TEXT SHOWN:
The counterpart of the modern dessert, the banquet or sweetmeat course that followed an elaborate meal was a combination of both food and entertainment. Sweet foods were often prepared from published recipes: for example sugar paste or marmalade: and were sometimes believed to act as aphrodisiacs. Elaborate vessels made from expensive materials appeared on the banquet tables of the wealthy and enhanced the appearance of the sweets. Trenchers decorated with verses to be read aloud made the tablewares part of the banquet entertainment.
Elaborate foods and drinks played important roles in Christmas celebrations during the sixteenth and seventeenth centuries. Christmas festivities often ended with a Twelfth Night banquet on the sixth of January, and the Christmas season was the time when the yeomanry and apprentices demanded finer quality bread and ale than they ordinarily received. This tradition, called "wassailing," provided an important opportunity for the gentry to demonstrate their hospitality. As Thomas Tusser counseled his readers, "At Christmas be merye, & thankful withall/ & feast thy poore neighbors ye gret with ye small."

TASK REQUIREMENTS: Extend the text on sixteenth- and seventeenth-century banquets and Christmas feasting, picking up right after its final sentence.

[Image-grounded pointing data]
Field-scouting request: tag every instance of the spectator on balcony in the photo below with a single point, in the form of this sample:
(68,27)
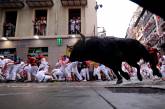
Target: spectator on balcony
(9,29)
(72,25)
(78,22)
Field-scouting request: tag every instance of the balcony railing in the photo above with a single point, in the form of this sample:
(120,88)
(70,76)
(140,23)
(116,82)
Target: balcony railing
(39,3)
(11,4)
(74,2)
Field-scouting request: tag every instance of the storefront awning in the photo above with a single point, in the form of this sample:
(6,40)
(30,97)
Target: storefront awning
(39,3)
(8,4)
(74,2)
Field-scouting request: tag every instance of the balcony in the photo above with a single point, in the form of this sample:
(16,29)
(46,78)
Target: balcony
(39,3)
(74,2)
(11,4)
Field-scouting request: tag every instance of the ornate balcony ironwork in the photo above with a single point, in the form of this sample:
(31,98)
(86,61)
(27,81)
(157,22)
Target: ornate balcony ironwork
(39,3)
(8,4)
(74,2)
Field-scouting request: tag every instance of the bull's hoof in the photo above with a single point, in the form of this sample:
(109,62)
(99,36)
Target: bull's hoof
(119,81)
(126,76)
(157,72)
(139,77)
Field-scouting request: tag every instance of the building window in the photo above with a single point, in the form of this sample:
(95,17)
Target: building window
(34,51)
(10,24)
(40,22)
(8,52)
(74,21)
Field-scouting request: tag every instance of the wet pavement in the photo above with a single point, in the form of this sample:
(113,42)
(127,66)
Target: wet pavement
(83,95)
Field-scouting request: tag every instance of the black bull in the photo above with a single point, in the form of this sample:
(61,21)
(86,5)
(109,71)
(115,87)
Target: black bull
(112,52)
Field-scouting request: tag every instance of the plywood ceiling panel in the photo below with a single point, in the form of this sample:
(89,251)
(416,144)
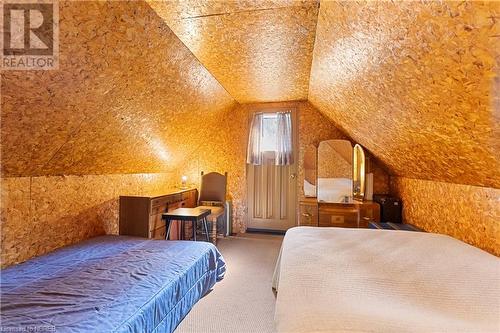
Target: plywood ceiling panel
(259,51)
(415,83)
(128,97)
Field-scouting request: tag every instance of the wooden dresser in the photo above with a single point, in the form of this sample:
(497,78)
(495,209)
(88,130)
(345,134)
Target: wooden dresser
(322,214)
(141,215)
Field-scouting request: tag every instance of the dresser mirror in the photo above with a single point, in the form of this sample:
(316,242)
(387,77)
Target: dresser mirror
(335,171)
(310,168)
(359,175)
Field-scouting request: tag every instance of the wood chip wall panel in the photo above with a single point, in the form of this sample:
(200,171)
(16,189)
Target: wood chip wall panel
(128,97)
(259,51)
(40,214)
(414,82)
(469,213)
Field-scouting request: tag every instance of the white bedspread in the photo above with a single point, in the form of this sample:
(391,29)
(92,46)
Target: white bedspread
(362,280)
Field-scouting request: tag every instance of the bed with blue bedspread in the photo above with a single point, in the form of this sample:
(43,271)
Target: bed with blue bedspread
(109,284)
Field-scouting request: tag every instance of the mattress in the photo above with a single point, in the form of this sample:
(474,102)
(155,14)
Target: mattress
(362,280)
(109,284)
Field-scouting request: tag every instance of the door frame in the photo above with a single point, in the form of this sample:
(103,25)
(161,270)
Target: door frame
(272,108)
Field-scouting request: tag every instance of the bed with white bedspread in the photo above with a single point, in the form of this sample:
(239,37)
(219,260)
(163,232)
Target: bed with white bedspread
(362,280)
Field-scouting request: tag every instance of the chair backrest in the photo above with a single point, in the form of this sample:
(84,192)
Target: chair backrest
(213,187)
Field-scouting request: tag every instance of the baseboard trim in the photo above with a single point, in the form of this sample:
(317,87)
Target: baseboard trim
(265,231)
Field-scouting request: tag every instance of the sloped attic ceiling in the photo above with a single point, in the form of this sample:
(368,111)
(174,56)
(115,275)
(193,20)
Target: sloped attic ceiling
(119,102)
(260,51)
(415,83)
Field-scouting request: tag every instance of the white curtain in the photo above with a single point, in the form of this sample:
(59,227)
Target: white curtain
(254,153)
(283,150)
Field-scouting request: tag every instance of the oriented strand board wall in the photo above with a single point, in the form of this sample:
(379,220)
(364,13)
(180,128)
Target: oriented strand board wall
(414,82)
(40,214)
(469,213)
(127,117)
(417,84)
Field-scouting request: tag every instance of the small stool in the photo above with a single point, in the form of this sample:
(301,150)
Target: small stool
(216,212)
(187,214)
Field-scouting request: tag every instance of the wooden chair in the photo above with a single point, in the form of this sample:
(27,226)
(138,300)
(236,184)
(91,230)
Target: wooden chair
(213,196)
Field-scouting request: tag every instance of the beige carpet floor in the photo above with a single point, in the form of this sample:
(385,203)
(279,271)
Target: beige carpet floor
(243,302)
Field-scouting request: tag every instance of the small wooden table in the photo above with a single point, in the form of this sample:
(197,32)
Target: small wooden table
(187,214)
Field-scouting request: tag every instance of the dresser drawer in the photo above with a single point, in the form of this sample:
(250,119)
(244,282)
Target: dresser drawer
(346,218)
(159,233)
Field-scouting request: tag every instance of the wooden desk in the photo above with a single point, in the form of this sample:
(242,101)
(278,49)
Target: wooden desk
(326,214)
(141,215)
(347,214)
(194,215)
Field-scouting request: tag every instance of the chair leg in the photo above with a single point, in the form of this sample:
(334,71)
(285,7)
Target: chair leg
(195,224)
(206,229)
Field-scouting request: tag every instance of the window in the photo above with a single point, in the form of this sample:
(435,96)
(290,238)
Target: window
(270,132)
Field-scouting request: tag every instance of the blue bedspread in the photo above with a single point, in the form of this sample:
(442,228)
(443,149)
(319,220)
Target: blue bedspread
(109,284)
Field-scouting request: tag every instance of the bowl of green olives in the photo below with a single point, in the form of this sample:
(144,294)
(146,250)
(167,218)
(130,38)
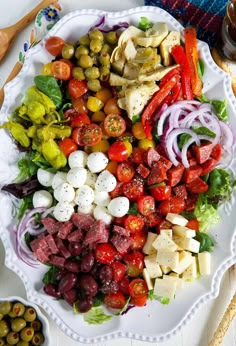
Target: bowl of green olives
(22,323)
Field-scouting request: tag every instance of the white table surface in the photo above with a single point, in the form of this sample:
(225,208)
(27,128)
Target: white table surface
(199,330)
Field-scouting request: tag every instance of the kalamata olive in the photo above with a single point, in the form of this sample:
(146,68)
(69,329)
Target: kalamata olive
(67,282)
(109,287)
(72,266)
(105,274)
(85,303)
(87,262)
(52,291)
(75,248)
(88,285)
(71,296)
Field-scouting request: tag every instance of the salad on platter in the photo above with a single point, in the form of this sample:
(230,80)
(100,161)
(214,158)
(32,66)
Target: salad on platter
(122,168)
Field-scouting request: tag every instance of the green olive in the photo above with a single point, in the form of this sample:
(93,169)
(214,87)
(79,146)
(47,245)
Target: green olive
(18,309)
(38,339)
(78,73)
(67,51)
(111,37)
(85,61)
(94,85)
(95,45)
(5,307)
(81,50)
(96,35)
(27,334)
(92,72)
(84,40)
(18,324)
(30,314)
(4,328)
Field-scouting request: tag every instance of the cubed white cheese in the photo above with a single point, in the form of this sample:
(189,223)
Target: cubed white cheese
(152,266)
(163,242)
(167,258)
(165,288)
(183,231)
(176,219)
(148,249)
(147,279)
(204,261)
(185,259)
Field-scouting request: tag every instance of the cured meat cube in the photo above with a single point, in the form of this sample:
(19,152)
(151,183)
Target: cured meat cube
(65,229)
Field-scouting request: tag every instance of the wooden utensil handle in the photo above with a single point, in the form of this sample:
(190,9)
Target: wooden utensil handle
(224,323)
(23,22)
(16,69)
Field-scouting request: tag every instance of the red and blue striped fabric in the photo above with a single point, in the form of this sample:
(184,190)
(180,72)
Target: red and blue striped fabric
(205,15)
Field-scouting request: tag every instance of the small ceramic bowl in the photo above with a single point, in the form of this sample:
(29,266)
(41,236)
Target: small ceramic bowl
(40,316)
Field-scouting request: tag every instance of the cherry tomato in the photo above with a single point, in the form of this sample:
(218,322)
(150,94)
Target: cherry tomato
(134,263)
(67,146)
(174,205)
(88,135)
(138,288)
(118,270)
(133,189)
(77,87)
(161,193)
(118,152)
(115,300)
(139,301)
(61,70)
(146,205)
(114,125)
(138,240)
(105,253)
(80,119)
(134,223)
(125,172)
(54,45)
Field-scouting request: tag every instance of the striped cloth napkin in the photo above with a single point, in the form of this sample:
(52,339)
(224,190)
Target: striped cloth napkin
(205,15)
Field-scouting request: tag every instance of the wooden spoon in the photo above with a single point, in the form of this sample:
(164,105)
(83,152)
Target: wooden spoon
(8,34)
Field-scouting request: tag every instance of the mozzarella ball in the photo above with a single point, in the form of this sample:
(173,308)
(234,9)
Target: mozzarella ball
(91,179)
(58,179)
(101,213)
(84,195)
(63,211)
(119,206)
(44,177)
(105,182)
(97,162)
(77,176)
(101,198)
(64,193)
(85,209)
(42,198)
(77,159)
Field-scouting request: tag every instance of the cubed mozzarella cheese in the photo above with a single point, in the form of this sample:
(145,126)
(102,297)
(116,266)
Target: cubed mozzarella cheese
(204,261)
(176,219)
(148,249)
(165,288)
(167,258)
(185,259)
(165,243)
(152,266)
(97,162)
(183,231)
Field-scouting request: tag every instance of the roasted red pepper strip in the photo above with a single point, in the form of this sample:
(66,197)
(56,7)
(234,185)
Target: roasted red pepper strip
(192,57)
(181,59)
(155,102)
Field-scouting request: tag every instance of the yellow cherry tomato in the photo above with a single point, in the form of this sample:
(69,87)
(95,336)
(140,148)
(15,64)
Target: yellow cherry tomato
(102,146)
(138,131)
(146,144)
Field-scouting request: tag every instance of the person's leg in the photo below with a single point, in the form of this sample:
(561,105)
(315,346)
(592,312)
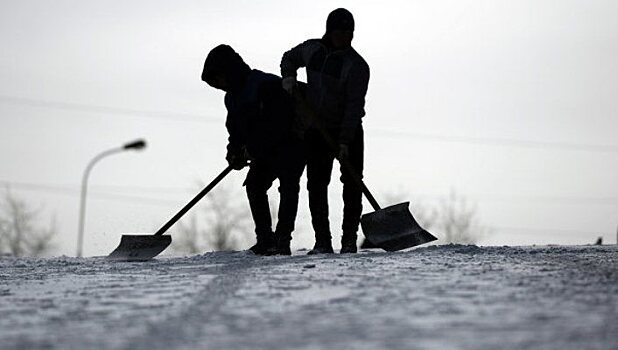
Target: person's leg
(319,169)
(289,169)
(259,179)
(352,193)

---

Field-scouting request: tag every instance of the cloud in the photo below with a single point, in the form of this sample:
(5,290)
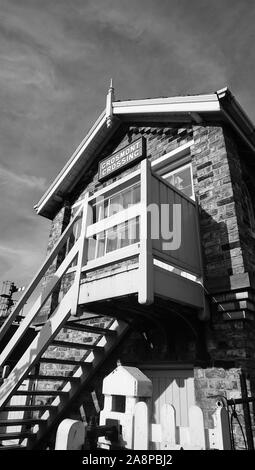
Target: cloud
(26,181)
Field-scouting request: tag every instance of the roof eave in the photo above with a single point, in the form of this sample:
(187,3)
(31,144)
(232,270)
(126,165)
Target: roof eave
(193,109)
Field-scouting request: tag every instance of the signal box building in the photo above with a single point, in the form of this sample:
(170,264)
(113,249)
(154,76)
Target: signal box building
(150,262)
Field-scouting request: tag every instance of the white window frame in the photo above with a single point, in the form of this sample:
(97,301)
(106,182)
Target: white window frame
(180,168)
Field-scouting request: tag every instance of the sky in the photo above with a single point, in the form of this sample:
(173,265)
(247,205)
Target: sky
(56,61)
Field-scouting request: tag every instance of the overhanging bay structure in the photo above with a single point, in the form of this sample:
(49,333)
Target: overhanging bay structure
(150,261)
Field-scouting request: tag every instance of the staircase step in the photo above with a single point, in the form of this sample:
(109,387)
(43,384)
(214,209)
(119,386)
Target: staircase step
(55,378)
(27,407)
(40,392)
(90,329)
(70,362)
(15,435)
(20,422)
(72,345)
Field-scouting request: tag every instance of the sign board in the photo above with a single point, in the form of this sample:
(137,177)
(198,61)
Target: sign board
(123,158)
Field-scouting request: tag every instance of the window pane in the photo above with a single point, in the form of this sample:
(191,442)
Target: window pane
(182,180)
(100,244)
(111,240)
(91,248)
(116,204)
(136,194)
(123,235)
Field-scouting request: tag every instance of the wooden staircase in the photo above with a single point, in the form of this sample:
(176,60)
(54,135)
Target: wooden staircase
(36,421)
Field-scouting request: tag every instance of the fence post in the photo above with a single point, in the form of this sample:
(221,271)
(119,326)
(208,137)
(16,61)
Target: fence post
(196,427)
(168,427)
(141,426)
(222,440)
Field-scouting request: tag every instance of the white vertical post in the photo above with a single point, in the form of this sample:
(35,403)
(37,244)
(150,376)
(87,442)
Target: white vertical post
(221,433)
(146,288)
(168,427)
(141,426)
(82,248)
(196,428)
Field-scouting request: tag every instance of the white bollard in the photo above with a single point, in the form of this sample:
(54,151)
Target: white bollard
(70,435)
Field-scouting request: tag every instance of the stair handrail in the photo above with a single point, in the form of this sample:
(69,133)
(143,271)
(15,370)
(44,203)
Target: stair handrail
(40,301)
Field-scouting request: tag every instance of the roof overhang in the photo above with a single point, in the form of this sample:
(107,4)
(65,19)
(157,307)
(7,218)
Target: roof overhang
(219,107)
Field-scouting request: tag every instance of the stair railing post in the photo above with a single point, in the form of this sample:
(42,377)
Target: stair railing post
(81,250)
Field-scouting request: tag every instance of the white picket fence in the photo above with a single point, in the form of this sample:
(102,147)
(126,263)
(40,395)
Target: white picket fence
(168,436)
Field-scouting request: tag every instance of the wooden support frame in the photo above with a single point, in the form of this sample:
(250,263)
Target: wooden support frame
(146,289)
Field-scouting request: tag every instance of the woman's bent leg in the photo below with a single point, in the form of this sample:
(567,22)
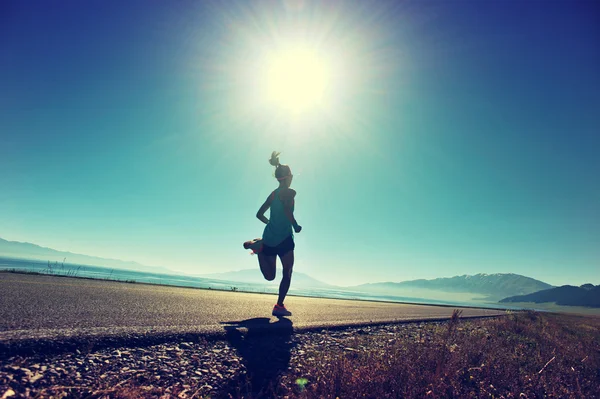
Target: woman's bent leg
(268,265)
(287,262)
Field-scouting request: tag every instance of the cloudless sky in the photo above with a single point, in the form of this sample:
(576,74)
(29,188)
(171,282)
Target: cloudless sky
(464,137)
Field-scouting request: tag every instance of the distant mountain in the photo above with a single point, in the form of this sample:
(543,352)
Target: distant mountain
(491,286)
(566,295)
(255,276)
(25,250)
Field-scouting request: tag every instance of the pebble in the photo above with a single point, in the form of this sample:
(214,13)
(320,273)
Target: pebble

EXPECTED ANSWER:
Religious aspects of keeping Christmas changed during the seventeenth century, although many social customs like wassailing remained intact. Josiah King's book, illustrated here, mocks those who would suppress Christmas. The Puritan jury members are all mean, among them Mr. Eat-alone, Mr. Hoord-corne, and Mr. Cold-kitchin, and they are replaced by Mr. Warm-gut, Mr. Neighbour-hood, and Mr. Open-house, who acquit Father Christmas.